Data items
╭──
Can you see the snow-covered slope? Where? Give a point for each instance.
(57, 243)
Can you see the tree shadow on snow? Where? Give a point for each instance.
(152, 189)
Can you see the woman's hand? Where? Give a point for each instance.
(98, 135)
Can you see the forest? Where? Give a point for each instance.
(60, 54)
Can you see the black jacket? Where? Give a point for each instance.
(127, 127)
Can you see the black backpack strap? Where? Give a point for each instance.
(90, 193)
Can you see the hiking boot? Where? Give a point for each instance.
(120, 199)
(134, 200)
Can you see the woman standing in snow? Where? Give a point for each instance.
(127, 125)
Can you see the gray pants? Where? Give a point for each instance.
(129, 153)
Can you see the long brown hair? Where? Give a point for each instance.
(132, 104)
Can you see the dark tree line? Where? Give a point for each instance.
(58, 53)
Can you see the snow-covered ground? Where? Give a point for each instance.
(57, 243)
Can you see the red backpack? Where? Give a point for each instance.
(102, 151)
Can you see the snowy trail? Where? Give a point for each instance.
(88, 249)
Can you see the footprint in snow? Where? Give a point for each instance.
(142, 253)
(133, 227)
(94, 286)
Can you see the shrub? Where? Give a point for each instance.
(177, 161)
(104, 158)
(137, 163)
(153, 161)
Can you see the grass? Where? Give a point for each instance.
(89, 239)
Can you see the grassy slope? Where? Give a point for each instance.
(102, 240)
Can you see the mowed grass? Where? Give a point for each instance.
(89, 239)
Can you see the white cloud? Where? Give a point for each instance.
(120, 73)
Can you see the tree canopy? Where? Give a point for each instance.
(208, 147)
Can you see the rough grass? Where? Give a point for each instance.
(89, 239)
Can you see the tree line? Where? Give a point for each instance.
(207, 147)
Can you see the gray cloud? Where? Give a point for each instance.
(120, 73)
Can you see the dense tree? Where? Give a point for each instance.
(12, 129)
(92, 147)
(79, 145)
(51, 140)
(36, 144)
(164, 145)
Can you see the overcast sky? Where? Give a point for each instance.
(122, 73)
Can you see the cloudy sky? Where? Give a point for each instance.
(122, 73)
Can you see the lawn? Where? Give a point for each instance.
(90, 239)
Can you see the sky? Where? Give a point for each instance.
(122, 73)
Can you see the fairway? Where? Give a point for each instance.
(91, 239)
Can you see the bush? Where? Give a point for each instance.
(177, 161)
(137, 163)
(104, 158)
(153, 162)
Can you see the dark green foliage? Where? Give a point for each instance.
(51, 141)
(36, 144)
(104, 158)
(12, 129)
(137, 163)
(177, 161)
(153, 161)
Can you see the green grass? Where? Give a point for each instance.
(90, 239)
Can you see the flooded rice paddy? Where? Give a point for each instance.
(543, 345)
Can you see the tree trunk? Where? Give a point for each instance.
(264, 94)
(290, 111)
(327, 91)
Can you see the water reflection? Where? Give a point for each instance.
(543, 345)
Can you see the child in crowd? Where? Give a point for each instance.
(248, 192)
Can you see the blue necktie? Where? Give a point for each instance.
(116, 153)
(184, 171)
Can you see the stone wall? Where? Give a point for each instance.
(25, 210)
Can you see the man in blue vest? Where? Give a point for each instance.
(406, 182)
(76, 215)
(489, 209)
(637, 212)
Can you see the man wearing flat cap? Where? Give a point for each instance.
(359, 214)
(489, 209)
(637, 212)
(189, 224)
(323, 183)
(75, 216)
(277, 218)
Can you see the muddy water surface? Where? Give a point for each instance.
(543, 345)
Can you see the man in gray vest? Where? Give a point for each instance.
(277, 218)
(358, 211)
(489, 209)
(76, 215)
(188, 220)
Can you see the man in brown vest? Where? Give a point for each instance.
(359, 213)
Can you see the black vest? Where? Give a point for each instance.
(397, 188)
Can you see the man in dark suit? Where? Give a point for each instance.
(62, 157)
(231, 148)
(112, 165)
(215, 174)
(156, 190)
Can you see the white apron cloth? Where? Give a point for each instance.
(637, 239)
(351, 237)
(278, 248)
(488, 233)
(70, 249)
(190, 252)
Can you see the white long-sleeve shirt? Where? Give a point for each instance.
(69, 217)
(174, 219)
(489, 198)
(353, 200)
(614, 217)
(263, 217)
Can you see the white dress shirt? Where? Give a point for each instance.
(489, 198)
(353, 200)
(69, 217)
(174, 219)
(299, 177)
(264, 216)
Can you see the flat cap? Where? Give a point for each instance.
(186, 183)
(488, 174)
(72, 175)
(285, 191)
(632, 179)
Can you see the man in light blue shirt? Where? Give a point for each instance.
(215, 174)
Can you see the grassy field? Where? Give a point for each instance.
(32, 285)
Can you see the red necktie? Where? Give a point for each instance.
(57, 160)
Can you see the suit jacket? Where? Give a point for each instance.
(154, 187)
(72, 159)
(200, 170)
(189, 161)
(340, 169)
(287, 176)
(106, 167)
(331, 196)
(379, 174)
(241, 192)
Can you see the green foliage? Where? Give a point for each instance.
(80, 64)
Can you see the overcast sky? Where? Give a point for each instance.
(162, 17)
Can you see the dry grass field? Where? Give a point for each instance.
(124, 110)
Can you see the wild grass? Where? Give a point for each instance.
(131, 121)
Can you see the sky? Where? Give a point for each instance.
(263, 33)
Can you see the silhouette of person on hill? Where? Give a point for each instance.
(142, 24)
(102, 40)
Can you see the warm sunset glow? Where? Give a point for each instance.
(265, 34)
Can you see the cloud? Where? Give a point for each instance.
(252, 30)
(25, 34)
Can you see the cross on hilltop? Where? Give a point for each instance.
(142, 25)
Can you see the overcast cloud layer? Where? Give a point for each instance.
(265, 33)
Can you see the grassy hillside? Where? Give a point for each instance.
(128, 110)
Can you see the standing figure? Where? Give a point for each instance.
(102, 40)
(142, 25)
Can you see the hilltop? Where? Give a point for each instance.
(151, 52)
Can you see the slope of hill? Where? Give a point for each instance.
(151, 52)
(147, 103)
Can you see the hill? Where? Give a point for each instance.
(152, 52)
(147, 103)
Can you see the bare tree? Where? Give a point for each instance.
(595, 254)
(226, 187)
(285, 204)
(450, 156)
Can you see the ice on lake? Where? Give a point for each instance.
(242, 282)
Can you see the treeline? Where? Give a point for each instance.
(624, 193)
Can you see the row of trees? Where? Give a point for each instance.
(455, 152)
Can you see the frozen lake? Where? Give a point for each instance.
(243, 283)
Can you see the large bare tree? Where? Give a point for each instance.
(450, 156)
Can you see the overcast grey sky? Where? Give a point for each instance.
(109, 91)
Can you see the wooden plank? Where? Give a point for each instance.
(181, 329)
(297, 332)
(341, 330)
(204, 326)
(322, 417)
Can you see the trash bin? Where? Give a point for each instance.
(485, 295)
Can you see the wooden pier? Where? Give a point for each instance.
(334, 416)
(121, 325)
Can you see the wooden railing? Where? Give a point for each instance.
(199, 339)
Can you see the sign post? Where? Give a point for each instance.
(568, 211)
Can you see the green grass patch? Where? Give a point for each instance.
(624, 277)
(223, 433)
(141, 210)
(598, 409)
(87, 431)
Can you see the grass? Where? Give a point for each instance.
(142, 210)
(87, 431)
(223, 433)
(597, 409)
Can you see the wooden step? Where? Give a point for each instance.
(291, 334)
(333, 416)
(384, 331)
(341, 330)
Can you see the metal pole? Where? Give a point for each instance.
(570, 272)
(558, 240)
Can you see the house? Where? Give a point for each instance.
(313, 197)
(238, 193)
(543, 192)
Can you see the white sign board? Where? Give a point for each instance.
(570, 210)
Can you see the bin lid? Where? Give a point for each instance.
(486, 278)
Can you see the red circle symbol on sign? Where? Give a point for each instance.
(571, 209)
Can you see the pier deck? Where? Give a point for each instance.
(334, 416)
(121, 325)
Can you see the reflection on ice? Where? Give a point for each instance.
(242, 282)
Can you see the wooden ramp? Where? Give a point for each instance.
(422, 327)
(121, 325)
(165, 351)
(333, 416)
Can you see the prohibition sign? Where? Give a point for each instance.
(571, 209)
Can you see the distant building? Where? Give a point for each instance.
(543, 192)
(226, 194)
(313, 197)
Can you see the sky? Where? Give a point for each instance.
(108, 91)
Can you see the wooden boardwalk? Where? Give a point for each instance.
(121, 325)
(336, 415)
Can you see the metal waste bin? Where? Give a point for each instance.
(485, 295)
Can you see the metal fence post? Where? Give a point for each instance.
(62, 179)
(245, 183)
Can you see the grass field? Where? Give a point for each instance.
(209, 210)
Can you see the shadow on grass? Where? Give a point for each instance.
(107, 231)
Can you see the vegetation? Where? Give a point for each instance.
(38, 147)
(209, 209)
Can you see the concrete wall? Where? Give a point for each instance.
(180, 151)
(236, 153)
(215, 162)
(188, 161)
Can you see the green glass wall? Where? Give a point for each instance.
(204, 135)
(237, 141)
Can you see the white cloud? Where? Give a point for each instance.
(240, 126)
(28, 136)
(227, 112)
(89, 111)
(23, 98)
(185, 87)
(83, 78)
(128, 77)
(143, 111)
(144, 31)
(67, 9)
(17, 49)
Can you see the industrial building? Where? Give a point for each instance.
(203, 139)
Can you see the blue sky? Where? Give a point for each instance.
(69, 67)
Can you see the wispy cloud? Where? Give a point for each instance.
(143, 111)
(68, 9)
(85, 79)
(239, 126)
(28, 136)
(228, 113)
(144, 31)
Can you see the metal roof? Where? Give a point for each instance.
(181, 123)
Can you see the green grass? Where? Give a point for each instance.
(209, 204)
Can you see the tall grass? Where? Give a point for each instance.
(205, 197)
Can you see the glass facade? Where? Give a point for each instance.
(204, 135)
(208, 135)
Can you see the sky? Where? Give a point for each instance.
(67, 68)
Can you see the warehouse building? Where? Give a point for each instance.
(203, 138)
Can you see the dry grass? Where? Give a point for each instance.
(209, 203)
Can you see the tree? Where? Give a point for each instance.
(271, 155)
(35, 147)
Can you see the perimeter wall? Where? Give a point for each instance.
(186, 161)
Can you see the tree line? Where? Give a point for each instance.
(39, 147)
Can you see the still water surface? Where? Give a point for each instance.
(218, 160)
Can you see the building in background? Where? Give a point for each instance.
╰──
WHAT NEEDS TO BE DONE: From the line with "Can you see the tall" to the last line of the material, give every line again exactly, and only those lines.

SOLUTION:
Can you see the tall grass? Where? Give a point for each instance.
(205, 197)
Can you see the glass facade? Where? Give a point for each instance.
(204, 135)
(208, 135)
Can you see the sky? Where? Give a point for each instance.
(67, 68)
Can you see the warehouse building? Where? Give a point for each instance.
(203, 138)
Can you see the dry grass? Where? Give a point for each instance.
(209, 203)
Can you see the tree? Where? Give a point for each instance.
(271, 155)
(35, 147)
Can you see the perimeter wall? Where? Give a point for each instance.
(186, 161)
Can you see the tree line? Where? Give a point for each instance.
(39, 147)
Can you see the still water surface? Where? Give a point for each instance.
(218, 160)
Can you see the building in background? Where? Give a point for each instance.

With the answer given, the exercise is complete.